Mas há mais na reverência de Nietzsche por Cristo do que a influência de sua herança ancestral. Se “Cristo” é tomado como símbolo da “redenção da humanidade”, então Nietzsche sentiria uma forte afinidade com ele, pois também desejava redimir a humanidade com seu evangelho do Super-Homem, apesar de sua declaração em Ecce Homo de que “a última coisa que prometo fazer é ‘melhorar’ a humanidade”.

“[…] Não estabeleço novos ídolos: que os antigos ídolos apenas aprendam quanto custa ter pés de barro.”

Aqui, por exemplo, está o messiânico Nietzsche em pleno vigor:

“Vós, solitários de hoje, vós, dissidentes, um dia sereis um povo: dentre vós, que vos escolhestes, surgirá um povo escolhido — e, a partir dele, o Super-Homem.
Verdadeiramente, a terra será um lugar de cura!
E já há uma nova ordem difundida ao redor, um odor portador de salvação — e uma nova esperança!” (Assim Falou Zaratustra)

Essa veia salvacionista no pensamento de Nietzsche foi claramente exposta em A Filosofia de Nietzsche, de Georges Chatterton-Hill:

“Aqueles que representam o Super-Homem como uma encarnação do egoísmo estão gravemente enganados. Não é seu próprio prazer que o Super-Homem busca, mas a justificação do eterno Devir, que é o processo eterno do mundo… a redenção da humanidade por meio do sofrimento, por meio de grande e intenso sofrimento. E desse intenso sofrimento emerge precisamente o supremo objeto e obra de arte que é o Super-Homem, que, por suas ações, justificará tudo aquilo que é miserável e lamentável na vida, elevando-o a um ápice de beleza. O Super-Homem, moldado na escola do sofrimento, refletirá, por sua vez, sua própria glória sobre a totalidade da vida; e a vida, vista à luz maravilhosa projetada por essa glória, será redimida, afirmada, santificada e justificada.”

É uma característica de todas as doutrinas religiosas e messiânicas exigirem a submissão do indivíduo a alguma entidade ou objetivo supraindividual. O cristão vê o indivíduo como um instrumento de seu Deus; o marxista vê o indivíduo como um instrumento do Processo Dialético; e Nietzsche, por sua vez, vê o indivíduo como um instrumento para a realização do Super-Homem. Após declarar a “morte de Deus”, ele se tornou obcecado com o problema de encontrar um novo objetivo para a “humanidade”. Sua resposta foi a criação do Super-Homem. Os que estavam sem Deus deveriam ter um novo deus.

▶ [REGISTROS FORNECIDOS]
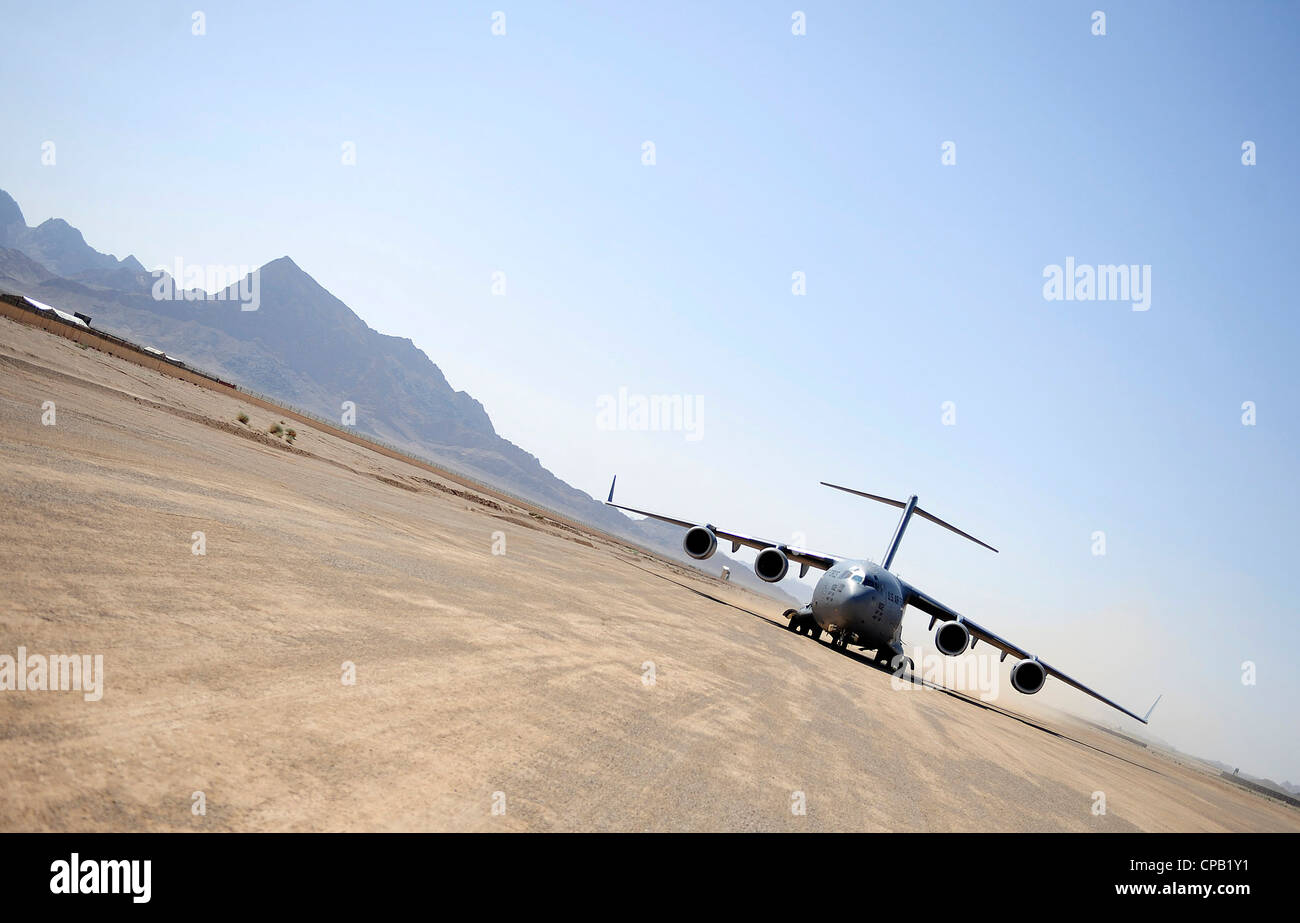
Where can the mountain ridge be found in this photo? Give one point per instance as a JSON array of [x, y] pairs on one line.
[[307, 347]]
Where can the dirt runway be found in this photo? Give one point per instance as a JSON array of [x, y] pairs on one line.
[[572, 680]]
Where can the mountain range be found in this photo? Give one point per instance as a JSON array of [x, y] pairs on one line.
[[306, 347]]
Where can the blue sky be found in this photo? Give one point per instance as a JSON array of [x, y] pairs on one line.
[[820, 154]]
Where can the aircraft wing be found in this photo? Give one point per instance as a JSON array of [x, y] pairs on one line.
[[805, 558], [939, 611]]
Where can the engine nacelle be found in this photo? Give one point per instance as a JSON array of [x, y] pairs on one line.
[[953, 638], [700, 542], [771, 564], [1028, 676]]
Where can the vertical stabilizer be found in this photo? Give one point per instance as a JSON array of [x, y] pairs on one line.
[[902, 527]]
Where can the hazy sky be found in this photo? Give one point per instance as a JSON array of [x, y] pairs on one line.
[[775, 154]]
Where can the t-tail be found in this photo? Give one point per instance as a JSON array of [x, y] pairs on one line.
[[908, 507]]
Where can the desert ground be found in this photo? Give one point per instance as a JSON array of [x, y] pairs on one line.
[[481, 680]]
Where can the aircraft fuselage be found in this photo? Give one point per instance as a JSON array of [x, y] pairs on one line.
[[862, 598]]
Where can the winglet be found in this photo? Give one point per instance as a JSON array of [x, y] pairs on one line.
[[1152, 707]]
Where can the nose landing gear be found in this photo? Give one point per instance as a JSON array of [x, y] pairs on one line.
[[804, 623]]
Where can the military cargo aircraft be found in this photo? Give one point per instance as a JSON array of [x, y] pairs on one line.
[[861, 603]]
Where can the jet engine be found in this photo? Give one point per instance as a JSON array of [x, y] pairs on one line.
[[771, 564], [1028, 676], [953, 638], [700, 542]]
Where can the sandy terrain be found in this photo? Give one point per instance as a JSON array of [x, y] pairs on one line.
[[476, 674]]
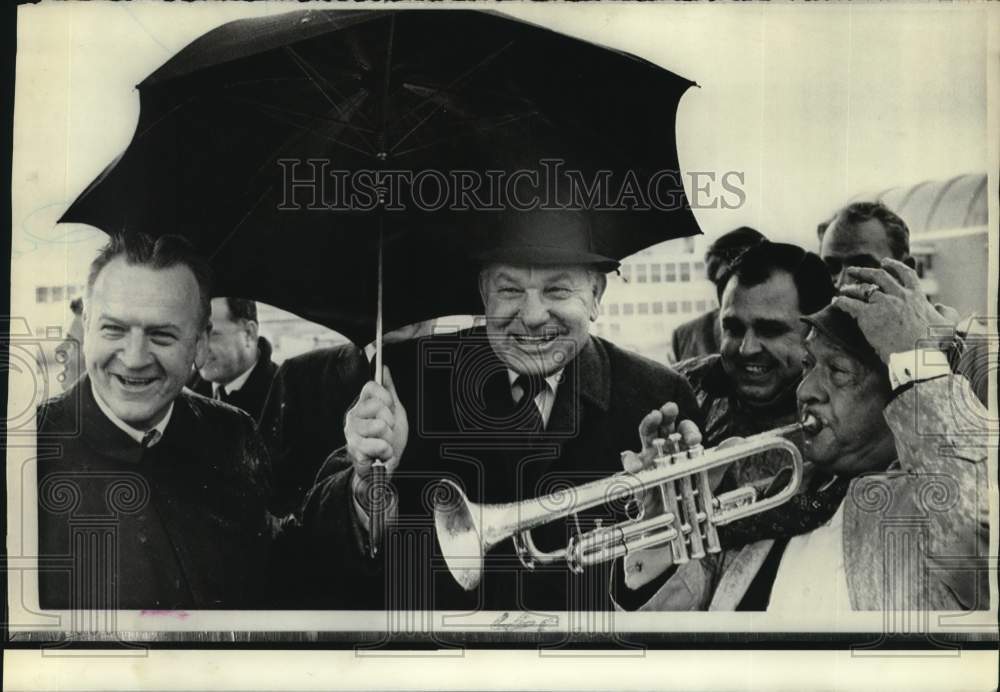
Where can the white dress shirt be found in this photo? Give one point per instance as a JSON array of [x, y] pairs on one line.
[[235, 385], [545, 399], [134, 433]]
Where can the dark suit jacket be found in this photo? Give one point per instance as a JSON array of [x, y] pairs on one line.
[[178, 525], [698, 337], [457, 396], [251, 396], [303, 418]]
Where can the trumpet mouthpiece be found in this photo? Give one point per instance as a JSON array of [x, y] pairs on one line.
[[811, 423]]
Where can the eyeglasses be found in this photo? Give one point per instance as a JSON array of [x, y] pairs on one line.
[[835, 265]]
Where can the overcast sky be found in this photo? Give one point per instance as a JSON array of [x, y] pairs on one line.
[[813, 104]]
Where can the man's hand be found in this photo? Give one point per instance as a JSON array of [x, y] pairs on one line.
[[660, 424], [376, 428], [897, 316]]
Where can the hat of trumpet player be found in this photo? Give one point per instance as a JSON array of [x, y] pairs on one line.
[[843, 330]]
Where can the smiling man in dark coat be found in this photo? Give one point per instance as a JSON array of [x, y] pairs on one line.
[[530, 404], [150, 497]]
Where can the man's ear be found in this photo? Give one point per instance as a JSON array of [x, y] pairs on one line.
[[201, 347], [484, 278], [600, 284], [253, 330]]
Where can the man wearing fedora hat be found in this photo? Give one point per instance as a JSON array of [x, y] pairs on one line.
[[910, 437], [526, 405]]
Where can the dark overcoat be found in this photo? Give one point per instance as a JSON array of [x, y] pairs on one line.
[[461, 426]]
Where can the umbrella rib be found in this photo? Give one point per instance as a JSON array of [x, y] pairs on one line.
[[277, 113], [455, 82], [506, 120], [239, 224], [316, 77], [265, 106], [141, 133]]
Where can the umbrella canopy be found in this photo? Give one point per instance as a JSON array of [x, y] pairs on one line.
[[285, 146]]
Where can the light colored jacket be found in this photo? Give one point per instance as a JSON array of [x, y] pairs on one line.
[[916, 537]]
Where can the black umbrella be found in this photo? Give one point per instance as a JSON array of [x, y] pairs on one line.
[[251, 140]]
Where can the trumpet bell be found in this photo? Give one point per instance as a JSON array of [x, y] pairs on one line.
[[458, 534]]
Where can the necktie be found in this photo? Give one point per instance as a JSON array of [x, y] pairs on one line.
[[150, 439], [527, 415]]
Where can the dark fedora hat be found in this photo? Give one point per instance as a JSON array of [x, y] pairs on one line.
[[843, 330], [544, 237]]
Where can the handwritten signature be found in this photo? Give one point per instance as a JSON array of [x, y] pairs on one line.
[[524, 621]]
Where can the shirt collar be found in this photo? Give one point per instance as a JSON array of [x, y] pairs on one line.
[[134, 433], [236, 384], [553, 380]]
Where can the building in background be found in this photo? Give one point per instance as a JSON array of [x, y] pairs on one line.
[[948, 221], [665, 285], [658, 289]]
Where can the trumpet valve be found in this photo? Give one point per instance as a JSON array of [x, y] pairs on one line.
[[675, 442], [659, 443]]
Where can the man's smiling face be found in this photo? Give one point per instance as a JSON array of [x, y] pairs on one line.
[[762, 337], [144, 332], [538, 317]]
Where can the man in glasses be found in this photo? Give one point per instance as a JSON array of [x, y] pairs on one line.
[[866, 235], [861, 235]]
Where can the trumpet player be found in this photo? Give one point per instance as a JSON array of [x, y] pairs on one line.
[[749, 386], [910, 438]]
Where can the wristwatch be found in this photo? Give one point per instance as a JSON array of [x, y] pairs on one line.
[[916, 366]]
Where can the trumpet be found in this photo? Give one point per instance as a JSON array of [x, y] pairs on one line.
[[466, 531]]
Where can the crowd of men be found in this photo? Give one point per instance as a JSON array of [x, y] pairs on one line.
[[249, 486]]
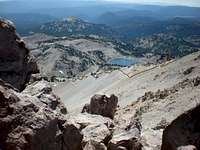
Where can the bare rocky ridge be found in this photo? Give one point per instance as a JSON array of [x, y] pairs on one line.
[[102, 105], [73, 56], [16, 64]]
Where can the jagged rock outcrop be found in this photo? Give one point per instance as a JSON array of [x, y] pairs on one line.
[[184, 132], [102, 105], [16, 64], [96, 130], [43, 91], [26, 122], [126, 135]]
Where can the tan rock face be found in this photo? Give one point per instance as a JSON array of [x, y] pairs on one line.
[[16, 65], [102, 105], [183, 131]]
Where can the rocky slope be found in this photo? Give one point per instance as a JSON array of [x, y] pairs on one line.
[[16, 65], [154, 96]]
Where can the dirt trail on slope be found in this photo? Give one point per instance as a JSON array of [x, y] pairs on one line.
[[127, 88]]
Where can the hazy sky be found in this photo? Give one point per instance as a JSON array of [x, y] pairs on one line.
[[170, 2], [165, 2]]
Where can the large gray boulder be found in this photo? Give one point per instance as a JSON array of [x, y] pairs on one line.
[[96, 130], [43, 91], [102, 105], [184, 132], [16, 64], [28, 123]]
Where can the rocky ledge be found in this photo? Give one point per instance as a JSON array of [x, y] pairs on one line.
[[16, 64]]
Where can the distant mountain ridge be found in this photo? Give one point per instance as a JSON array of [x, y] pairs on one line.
[[74, 26]]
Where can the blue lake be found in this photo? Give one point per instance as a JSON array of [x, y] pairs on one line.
[[124, 61]]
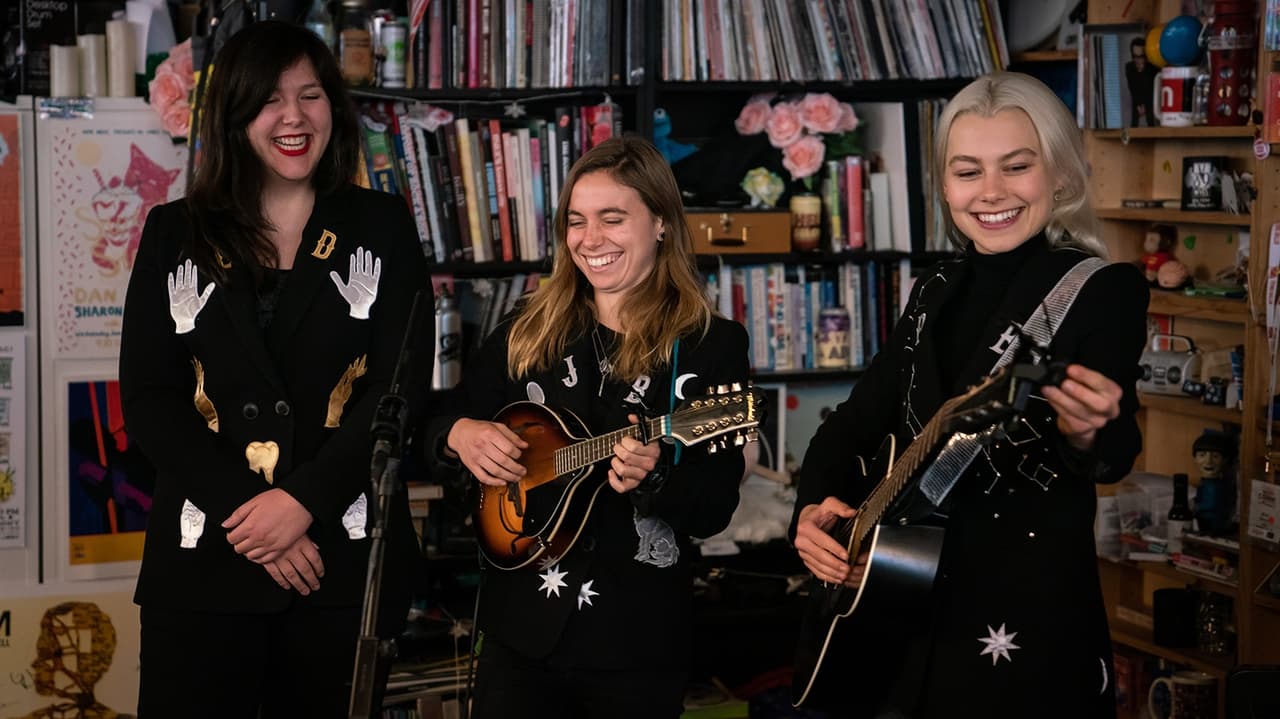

▶ [INSTRUÇÕES DO EXERCÍCIO]
(1) Segundo o texto sobre Nietzsche, quem é o autor de A Filosofia de Nietzsche?
(2) Reproduza os registros da linha que contém "Where can the rocky slope" até a linha que contém "[[170, 2], [165, 2]]", mantendo os pedidos. Aumente em 53 cada número das coordenadas nas respostas.
O texto e os registros têm origens distintas.

▶ [RESPOSTAS DAS TAREFAS]
(1) Georges Chatterton-Hill.

(2)
Where can the rocky slope be found in this photo? Give one point per instance as a JSON array of [x, y] pairs on one line.
[[69, 118], [207, 149]]
Where can the dirt trail on slope be found in this photo? Give one point per instance as a JSON array of [x, y] pairs on one line.
[[180, 141]]
Where can the hazy sky be found in this photo? Give one point per instance as a JSON array of [x, y] pairs on one line.
[[223, 55], [218, 55]]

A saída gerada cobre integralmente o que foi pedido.